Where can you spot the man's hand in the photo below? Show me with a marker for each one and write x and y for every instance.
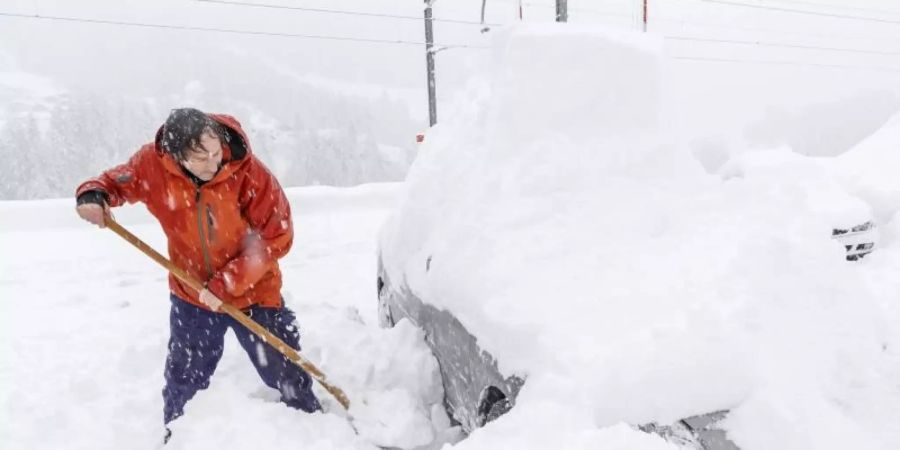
(94, 213)
(210, 299)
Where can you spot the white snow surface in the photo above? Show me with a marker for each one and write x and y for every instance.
(84, 323)
(592, 251)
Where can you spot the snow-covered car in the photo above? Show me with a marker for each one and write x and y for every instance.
(585, 282)
(858, 240)
(475, 392)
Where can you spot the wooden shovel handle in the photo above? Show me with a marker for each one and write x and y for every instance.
(235, 313)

****

Work instructions.
Repeat word for word the part of the records that opens with the line containing "Where can you spot the wooden" and runs through the end of the records.

Finished exercise.
Where can you spot the wooden shovel handle in the photo above? Show me with a marker for each one and write x and y for every instance.
(235, 313)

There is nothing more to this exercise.